DOCUMENT TEXT
The $250 million stake sale to Blackstone places the company’s present valuation at a little over $500 million.
Kumar argues that if he and his team are able to increase the revenue growth to around 100 per cent in three years, they can aim for an annual run rate of $300-400 million, which would take Simplilearn to a valuation of $1.5-2.0 billion, assuming a multiple of five.
Many edtech companies are valued based on multiples of revenue as these are “growth” companies unlike traditional established companies that are measured by profitability.
Market leader Byju’s commands a far higher multiple — almost 12-15 times its revenue — on account of its size and leadership claims.
The principal uncertainty with almost all players in the sector is whether they can deliver the kind of growth they promise.
Barring some inherent factors that give them confidence, Kumar said certain macro factors are aligned: Lifelong learning is here to stay.
“Few can now navigate their career of 35-40 years without upgrading their skills to stay relevant,” he explained.
This is a segment that can only grow.

Image point grounding data:
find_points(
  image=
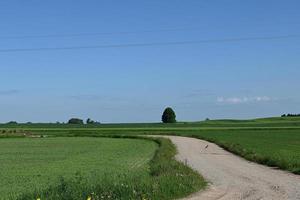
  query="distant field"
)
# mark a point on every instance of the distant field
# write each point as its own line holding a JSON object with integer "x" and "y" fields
{"x": 35, "y": 163}
{"x": 270, "y": 141}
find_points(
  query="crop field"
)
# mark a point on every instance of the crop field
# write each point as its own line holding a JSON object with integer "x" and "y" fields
{"x": 97, "y": 167}
{"x": 33, "y": 163}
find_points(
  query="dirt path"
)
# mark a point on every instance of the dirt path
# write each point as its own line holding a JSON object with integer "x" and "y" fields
{"x": 232, "y": 177}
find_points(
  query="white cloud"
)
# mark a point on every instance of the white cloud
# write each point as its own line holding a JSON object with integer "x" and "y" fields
{"x": 241, "y": 100}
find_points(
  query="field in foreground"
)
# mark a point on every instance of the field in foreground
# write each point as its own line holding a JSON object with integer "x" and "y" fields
{"x": 103, "y": 168}
{"x": 271, "y": 141}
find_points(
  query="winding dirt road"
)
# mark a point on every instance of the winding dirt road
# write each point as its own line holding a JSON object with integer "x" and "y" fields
{"x": 233, "y": 178}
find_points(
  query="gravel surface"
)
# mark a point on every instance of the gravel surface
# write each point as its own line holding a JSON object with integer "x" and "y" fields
{"x": 231, "y": 177}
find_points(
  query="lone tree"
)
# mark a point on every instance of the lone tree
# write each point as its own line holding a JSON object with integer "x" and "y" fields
{"x": 75, "y": 121}
{"x": 169, "y": 116}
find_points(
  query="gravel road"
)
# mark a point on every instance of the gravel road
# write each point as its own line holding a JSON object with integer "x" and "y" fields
{"x": 231, "y": 177}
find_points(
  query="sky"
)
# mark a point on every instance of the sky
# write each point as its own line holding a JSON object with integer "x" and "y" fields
{"x": 119, "y": 82}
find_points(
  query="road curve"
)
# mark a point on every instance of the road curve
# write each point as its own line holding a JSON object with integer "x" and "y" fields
{"x": 232, "y": 177}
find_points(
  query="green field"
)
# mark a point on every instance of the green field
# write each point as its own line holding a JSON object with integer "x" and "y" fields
{"x": 102, "y": 168}
{"x": 34, "y": 163}
{"x": 270, "y": 141}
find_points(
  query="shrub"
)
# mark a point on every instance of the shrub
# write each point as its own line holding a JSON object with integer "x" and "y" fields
{"x": 75, "y": 121}
{"x": 169, "y": 116}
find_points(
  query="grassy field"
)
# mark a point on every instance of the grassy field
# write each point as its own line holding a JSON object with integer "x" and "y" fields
{"x": 34, "y": 163}
{"x": 103, "y": 168}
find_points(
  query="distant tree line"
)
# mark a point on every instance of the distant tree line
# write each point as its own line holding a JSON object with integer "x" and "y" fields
{"x": 80, "y": 121}
{"x": 290, "y": 115}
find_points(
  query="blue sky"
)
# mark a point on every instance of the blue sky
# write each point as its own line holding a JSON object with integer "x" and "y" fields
{"x": 241, "y": 79}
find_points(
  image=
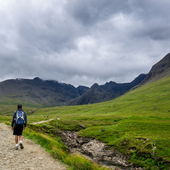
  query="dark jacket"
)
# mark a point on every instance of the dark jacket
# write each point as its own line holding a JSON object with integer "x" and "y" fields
{"x": 14, "y": 118}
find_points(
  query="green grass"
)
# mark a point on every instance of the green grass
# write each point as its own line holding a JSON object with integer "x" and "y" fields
{"x": 143, "y": 113}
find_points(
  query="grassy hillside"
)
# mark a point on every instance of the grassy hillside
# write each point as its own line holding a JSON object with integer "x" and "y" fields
{"x": 139, "y": 119}
{"x": 137, "y": 123}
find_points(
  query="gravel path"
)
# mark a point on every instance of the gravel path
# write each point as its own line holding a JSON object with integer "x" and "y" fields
{"x": 32, "y": 157}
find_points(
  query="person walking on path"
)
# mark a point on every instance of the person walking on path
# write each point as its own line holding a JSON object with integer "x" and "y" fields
{"x": 18, "y": 124}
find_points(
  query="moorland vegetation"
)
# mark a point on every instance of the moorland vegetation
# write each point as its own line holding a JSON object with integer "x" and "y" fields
{"x": 140, "y": 119}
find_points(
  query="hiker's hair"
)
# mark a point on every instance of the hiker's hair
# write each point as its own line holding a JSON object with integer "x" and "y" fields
{"x": 19, "y": 106}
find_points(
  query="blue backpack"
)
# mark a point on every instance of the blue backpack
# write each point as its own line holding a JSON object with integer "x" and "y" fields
{"x": 20, "y": 117}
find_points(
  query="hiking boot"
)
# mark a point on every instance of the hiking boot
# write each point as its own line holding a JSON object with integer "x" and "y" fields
{"x": 21, "y": 146}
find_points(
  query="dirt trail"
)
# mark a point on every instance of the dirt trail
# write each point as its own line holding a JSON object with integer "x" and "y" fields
{"x": 41, "y": 121}
{"x": 32, "y": 157}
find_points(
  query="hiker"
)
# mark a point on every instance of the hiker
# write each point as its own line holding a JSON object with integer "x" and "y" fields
{"x": 19, "y": 121}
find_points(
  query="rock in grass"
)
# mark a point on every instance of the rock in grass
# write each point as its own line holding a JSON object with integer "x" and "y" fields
{"x": 84, "y": 127}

PROBLEM
According to the Simplilearn valuation text, what multiple of its revenue does Byju's command?

WRITTEN ANSWER
Almost 12-15 times its revenue.